### WORK INSTRUCTIONS
**A)** According to the passage about Noel Nicola, which two of his LPs were first sold in Mexico and Peru?
**B)** Reproduce the passage about Noel Nicola word for word, from "Noel confesses his" to "of electronic resources.".
**C)** Based on the passage about Noel Nicola, explain why he sometimes accompanies himself with only his guitar, without a group.

### PAGE
»»

All these facts are familiar to fans of nueva canción. Not so his work, in its necessary dimension. In recent years Noel has recorded several LPs, two sold first in Mexico and Peru - Distances and Noel Nicola Sings César Vallejo -; in addition to I Begin the Day and Just As I Am (this, an austere record in its instrumentation, supported by the use of guitar as the central axis and which brings together titles from 1967 to 1971). In that selection are present essential themes in his creation: love, with its infinite social connotations, time and its passage between past and future, the introspective attitude from the immediate to that which concerns others, watching life in its most hidden corners.
There we find that kind of declaration of principles: Behind a Guitar, a text with which a troubadour of any time could identify - that of the serenades of the nineteenth century, that of this morning or that of the next century - that keeps with longing a guitar of wood as a precious and fragile object. From Noel's voice we feel them say:
Behind this guitar
there is a guy full of complexes
a guy who doesn't escape the laws
of our universe
stuck to the earth
urgent for kisses.
There is solitude
the faithful companion
the death of paper
stuffed toys
a wound or two
dripping with woman.
Behind this guitar
there is a guy neither good nor bad
who when it rains
observes calmly
his wet patio
pending war
thirsting for years...
Noel confesses his eclecticism regarding sound conceptions. He does not disdain instrumental possibilities, but is capable of writing now a song with the same structure as fifteen years ago, if he feels the desire.
He tries to assimilate for his recordings any timbral or rhythmic innovation, but prefers to sound on the record as in a live concert; he avoids becoming unrecognizable to the audience, so sometimes he accompanies himself with his guitar, without a group supporting him. He enjoys working with small instrumental formats, which imaginatively take advantage of electronic resources.

««

### RAW DATA
»»

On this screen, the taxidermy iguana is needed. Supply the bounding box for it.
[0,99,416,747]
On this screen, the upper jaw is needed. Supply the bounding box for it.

««

### RESULTS BY TASK
**A)** Distances and Noel Nicola Sings César Vallejo.

**B)**
Noel confesses his eclecticism regarding sound conceptions. He does not disdain instrumental possibilities, but is capable of writing now a song with the same structure as fifteen years ago, if he feels the desire.
He tries to assimilate for his recordings any timbral or rhythmic innovation, but prefers to sound on the record as in a live concert; he avoids becoming unrecognizable to the audience, so sometimes he accompanies himself with his guitar, without a group supporting him. He enjoys working with small instrumental formats, which imaginatively take advantage of electronic resources.

**C)** He prefers to sound on his recordings the way he does in a live concert, and he avoids becoming unrecognizable to his audience. For that reason he sometimes accompanies himself on guitar without a supporting group.